WHAT IS NEEDED: Beginning with the line that contains "Find the blue", extract each line through the end of the listing below, with no additions or omissions.

DATASET EXCERPTS:
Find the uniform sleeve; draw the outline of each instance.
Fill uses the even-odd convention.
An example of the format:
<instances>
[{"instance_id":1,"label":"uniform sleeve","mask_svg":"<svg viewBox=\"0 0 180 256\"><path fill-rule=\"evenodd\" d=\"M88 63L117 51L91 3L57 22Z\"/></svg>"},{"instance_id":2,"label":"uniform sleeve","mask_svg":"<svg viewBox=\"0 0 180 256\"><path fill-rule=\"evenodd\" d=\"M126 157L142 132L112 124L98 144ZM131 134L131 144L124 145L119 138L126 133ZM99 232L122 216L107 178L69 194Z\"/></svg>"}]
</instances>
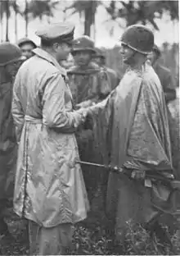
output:
<instances>
[{"instance_id":1,"label":"uniform sleeve","mask_svg":"<svg viewBox=\"0 0 180 256\"><path fill-rule=\"evenodd\" d=\"M65 90L60 74L55 73L47 80L43 96L43 121L59 132L74 132L82 122L83 112L65 110Z\"/></svg>"},{"instance_id":2,"label":"uniform sleeve","mask_svg":"<svg viewBox=\"0 0 180 256\"><path fill-rule=\"evenodd\" d=\"M11 107L11 113L15 123L17 142L20 141L25 117L24 111L20 101L20 75L17 74L13 86L12 107Z\"/></svg>"}]
</instances>

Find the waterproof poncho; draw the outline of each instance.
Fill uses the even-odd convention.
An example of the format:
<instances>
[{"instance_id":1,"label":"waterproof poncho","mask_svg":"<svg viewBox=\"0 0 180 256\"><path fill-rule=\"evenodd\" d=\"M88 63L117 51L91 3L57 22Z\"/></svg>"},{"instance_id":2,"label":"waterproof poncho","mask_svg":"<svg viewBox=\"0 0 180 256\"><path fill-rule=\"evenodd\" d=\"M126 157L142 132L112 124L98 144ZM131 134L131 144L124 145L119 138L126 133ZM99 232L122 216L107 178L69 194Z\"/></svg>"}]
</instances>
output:
<instances>
[{"instance_id":1,"label":"waterproof poncho","mask_svg":"<svg viewBox=\"0 0 180 256\"><path fill-rule=\"evenodd\" d=\"M90 112L104 163L129 173L172 173L164 96L152 67L146 64L138 70L128 69L108 98L91 107ZM106 213L116 219L117 236L128 222L144 223L157 213L151 204L151 188L143 183L110 173ZM165 192L161 199L166 201L169 194Z\"/></svg>"}]
</instances>

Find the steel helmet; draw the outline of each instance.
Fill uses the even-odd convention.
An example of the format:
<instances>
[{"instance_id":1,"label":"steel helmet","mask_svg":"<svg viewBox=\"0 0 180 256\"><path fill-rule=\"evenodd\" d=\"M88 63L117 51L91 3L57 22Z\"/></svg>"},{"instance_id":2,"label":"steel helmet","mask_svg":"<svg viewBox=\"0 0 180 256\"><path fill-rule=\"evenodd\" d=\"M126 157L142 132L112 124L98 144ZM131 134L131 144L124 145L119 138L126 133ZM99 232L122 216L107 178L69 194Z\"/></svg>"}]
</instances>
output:
<instances>
[{"instance_id":1,"label":"steel helmet","mask_svg":"<svg viewBox=\"0 0 180 256\"><path fill-rule=\"evenodd\" d=\"M145 25L133 25L125 30L120 41L138 53L148 54L152 52L154 34Z\"/></svg>"},{"instance_id":2,"label":"steel helmet","mask_svg":"<svg viewBox=\"0 0 180 256\"><path fill-rule=\"evenodd\" d=\"M94 54L94 57L100 57L106 58L106 55L105 50L103 50L101 48L96 48L95 51L96 51L96 53Z\"/></svg>"},{"instance_id":3,"label":"steel helmet","mask_svg":"<svg viewBox=\"0 0 180 256\"><path fill-rule=\"evenodd\" d=\"M23 46L23 45L25 44L25 43L30 43L30 44L33 45L33 47L34 47L34 48L37 48L37 45L35 44L35 43L34 43L33 40L31 40L31 39L28 39L28 38L20 39L17 42L17 45L18 45L19 47L21 47L21 46Z\"/></svg>"},{"instance_id":4,"label":"steel helmet","mask_svg":"<svg viewBox=\"0 0 180 256\"><path fill-rule=\"evenodd\" d=\"M155 52L157 53L158 57L161 55L160 49L158 48L156 44L154 44L152 50L153 52Z\"/></svg>"},{"instance_id":5,"label":"steel helmet","mask_svg":"<svg viewBox=\"0 0 180 256\"><path fill-rule=\"evenodd\" d=\"M73 49L71 51L72 54L74 54L77 52L88 51L92 53L96 53L94 48L94 41L90 39L88 35L83 35L80 38L78 38L74 41Z\"/></svg>"},{"instance_id":6,"label":"steel helmet","mask_svg":"<svg viewBox=\"0 0 180 256\"><path fill-rule=\"evenodd\" d=\"M17 45L8 42L0 43L0 66L21 60L24 59Z\"/></svg>"}]
</instances>

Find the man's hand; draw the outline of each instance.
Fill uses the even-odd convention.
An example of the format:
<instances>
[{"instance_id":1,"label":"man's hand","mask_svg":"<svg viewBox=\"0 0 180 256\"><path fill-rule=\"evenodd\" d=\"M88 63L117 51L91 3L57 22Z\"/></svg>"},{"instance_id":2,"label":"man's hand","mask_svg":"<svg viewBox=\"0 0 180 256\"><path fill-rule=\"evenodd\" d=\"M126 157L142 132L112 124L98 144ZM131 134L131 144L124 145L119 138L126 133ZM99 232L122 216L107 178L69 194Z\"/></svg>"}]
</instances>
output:
<instances>
[{"instance_id":1,"label":"man's hand","mask_svg":"<svg viewBox=\"0 0 180 256\"><path fill-rule=\"evenodd\" d=\"M92 105L93 105L93 102L89 99L89 100L83 101L79 104L76 104L75 109L78 110L78 109L81 109L81 108L86 108L86 107L91 107Z\"/></svg>"},{"instance_id":2,"label":"man's hand","mask_svg":"<svg viewBox=\"0 0 180 256\"><path fill-rule=\"evenodd\" d=\"M146 171L143 170L134 170L131 173L131 177L135 180L144 180L146 176Z\"/></svg>"}]
</instances>

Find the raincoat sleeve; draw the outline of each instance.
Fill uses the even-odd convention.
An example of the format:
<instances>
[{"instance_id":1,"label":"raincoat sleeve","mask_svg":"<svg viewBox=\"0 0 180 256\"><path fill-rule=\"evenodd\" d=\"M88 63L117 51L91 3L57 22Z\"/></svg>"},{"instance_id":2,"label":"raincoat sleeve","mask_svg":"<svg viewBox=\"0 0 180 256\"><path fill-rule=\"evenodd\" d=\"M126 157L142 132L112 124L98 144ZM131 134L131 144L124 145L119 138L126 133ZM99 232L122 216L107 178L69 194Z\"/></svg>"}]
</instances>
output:
<instances>
[{"instance_id":1,"label":"raincoat sleeve","mask_svg":"<svg viewBox=\"0 0 180 256\"><path fill-rule=\"evenodd\" d=\"M16 127L16 135L17 143L19 143L20 139L20 134L23 128L25 117L24 111L20 101L20 80L19 75L17 74L13 86L13 98L11 107L11 112Z\"/></svg>"},{"instance_id":2,"label":"raincoat sleeve","mask_svg":"<svg viewBox=\"0 0 180 256\"><path fill-rule=\"evenodd\" d=\"M47 80L43 96L43 123L59 132L74 132L82 123L83 111L68 112L65 103L70 100L69 89L61 75L53 74Z\"/></svg>"}]
</instances>

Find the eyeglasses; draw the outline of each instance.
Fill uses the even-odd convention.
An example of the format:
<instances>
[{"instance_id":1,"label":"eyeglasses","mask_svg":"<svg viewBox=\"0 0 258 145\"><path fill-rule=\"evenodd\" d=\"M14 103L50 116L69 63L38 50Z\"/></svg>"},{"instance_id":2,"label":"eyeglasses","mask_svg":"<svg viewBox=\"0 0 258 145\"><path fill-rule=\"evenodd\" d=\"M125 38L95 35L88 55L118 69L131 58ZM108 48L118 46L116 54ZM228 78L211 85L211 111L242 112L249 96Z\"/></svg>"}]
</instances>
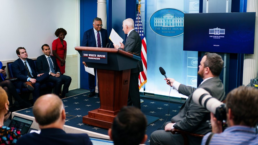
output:
<instances>
[{"instance_id":1,"label":"eyeglasses","mask_svg":"<svg viewBox=\"0 0 258 145\"><path fill-rule=\"evenodd\" d=\"M102 26L103 26L103 25L102 25L102 24L101 24L101 25L99 25L99 24L94 24L95 25L97 26L98 27L99 27L100 26L101 27L102 27Z\"/></svg>"}]
</instances>

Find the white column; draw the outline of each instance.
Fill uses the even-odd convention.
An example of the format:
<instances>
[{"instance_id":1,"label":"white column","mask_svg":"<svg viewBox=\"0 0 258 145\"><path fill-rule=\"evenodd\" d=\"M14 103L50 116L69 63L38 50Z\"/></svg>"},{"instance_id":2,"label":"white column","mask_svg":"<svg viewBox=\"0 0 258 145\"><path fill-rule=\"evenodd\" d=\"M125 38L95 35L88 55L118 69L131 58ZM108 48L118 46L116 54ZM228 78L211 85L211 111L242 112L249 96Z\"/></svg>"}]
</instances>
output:
<instances>
[{"instance_id":1,"label":"white column","mask_svg":"<svg viewBox=\"0 0 258 145\"><path fill-rule=\"evenodd\" d=\"M107 29L107 1L98 0L97 17L102 20L102 28Z\"/></svg>"},{"instance_id":2,"label":"white column","mask_svg":"<svg viewBox=\"0 0 258 145\"><path fill-rule=\"evenodd\" d=\"M258 71L258 2L257 0L247 1L247 12L256 12L255 32L255 47L253 54L245 54L244 57L243 84L245 86L250 82L250 80L257 76ZM244 49L245 48L243 48Z\"/></svg>"}]
</instances>

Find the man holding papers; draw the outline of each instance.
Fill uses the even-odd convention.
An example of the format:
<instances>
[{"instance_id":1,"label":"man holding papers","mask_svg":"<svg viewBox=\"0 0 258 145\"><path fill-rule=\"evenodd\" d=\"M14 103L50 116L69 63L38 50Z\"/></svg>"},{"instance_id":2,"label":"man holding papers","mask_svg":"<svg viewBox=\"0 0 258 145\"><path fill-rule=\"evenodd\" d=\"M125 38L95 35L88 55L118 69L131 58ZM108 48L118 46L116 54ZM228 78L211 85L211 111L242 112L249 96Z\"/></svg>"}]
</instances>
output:
<instances>
[{"instance_id":1,"label":"man holding papers","mask_svg":"<svg viewBox=\"0 0 258 145\"><path fill-rule=\"evenodd\" d=\"M93 28L84 32L82 46L84 47L106 47L108 42L108 31L102 29L102 20L99 18L93 19ZM85 62L83 63L87 66ZM96 74L96 69L94 69L94 72ZM89 73L88 75L89 88L90 93L88 97L91 97L96 95L95 92L96 85L95 84L95 76ZM98 96L99 96L99 94Z\"/></svg>"},{"instance_id":2,"label":"man holding papers","mask_svg":"<svg viewBox=\"0 0 258 145\"><path fill-rule=\"evenodd\" d=\"M123 30L124 34L127 34L127 37L124 45L120 43L120 48L126 52L130 52L138 55L141 57L142 48L142 40L138 33L134 30L134 20L131 18L124 20L123 22ZM114 45L115 48L118 49L119 47ZM140 92L138 84L140 72L143 71L142 63L141 60L138 62L138 65L136 68L131 69L130 82L129 84L129 92L127 105L132 106L141 109Z\"/></svg>"}]
</instances>

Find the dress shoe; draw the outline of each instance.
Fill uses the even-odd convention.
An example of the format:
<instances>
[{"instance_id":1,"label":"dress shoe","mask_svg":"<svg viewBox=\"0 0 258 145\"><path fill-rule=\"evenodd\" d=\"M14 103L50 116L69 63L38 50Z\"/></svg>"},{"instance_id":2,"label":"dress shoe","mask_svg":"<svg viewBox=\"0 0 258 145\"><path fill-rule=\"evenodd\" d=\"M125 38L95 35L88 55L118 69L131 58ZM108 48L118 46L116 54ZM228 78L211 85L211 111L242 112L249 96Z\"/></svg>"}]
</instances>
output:
<instances>
[{"instance_id":1,"label":"dress shoe","mask_svg":"<svg viewBox=\"0 0 258 145\"><path fill-rule=\"evenodd\" d=\"M28 88L30 91L33 91L34 90L34 87L33 87L33 84L30 82L26 82L23 83L23 85L25 87Z\"/></svg>"},{"instance_id":2,"label":"dress shoe","mask_svg":"<svg viewBox=\"0 0 258 145\"><path fill-rule=\"evenodd\" d=\"M5 122L5 121L7 120L7 119L9 118L9 117L10 117L10 116L11 115L11 114L12 114L12 113L11 112L9 112L9 113L6 114L6 115L5 115L5 117L4 117L4 122Z\"/></svg>"},{"instance_id":3,"label":"dress shoe","mask_svg":"<svg viewBox=\"0 0 258 145\"><path fill-rule=\"evenodd\" d=\"M91 92L88 95L88 97L93 97L96 95L96 93L95 92Z\"/></svg>"},{"instance_id":4,"label":"dress shoe","mask_svg":"<svg viewBox=\"0 0 258 145\"><path fill-rule=\"evenodd\" d=\"M32 107L31 104L28 103L23 100L19 102L18 103L19 103L19 106L23 108L28 108Z\"/></svg>"}]
</instances>

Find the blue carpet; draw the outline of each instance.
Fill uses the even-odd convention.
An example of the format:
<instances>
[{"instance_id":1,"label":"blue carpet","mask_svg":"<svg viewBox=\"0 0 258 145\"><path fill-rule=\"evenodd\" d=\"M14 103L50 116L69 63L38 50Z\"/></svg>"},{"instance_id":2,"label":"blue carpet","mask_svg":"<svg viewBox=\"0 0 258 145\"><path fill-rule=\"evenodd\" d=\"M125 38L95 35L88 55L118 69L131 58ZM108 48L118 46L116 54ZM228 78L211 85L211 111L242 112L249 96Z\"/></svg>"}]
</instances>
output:
<instances>
[{"instance_id":1,"label":"blue carpet","mask_svg":"<svg viewBox=\"0 0 258 145\"><path fill-rule=\"evenodd\" d=\"M65 125L83 129L108 135L108 130L88 125L82 123L82 117L88 115L88 112L100 107L99 98L96 96L88 98L85 93L62 99L65 109L67 119ZM148 136L146 144L149 144L150 134L161 127L167 121L169 121L172 117L178 113L182 105L171 103L170 113L167 101L154 100L141 97L144 102L141 103L142 112L146 115L148 125L146 128ZM34 116L32 108L20 110L17 112ZM155 122L154 122L155 121Z\"/></svg>"}]
</instances>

PROBLEM SOLUTION:
Find the blue carpet; draw the outline of each instance.
Fill uses the even-odd convention.
An example of the format:
<instances>
[{"instance_id":1,"label":"blue carpet","mask_svg":"<svg viewBox=\"0 0 258 145\"><path fill-rule=\"evenodd\" d=\"M14 103L50 116L69 63L38 50Z\"/></svg>"},{"instance_id":2,"label":"blue carpet","mask_svg":"<svg viewBox=\"0 0 258 145\"><path fill-rule=\"evenodd\" d=\"M125 38L95 35L88 55L118 69L131 58ZM108 48L118 46L116 54ZM228 78L211 85L211 111L242 112L249 96Z\"/></svg>"}]
</instances>
output:
<instances>
[{"instance_id":1,"label":"blue carpet","mask_svg":"<svg viewBox=\"0 0 258 145\"><path fill-rule=\"evenodd\" d=\"M65 125L83 129L108 135L108 130L88 125L82 123L82 117L88 115L88 112L100 107L99 98L96 96L88 98L85 93L62 99L65 109L67 119ZM148 136L146 144L149 144L150 134L161 127L167 121L169 121L172 117L178 113L182 105L171 103L170 113L167 101L154 100L141 97L144 102L141 103L142 112L146 115L148 125L146 128ZM34 116L32 108L20 110L17 112ZM155 122L154 122L155 121Z\"/></svg>"}]
</instances>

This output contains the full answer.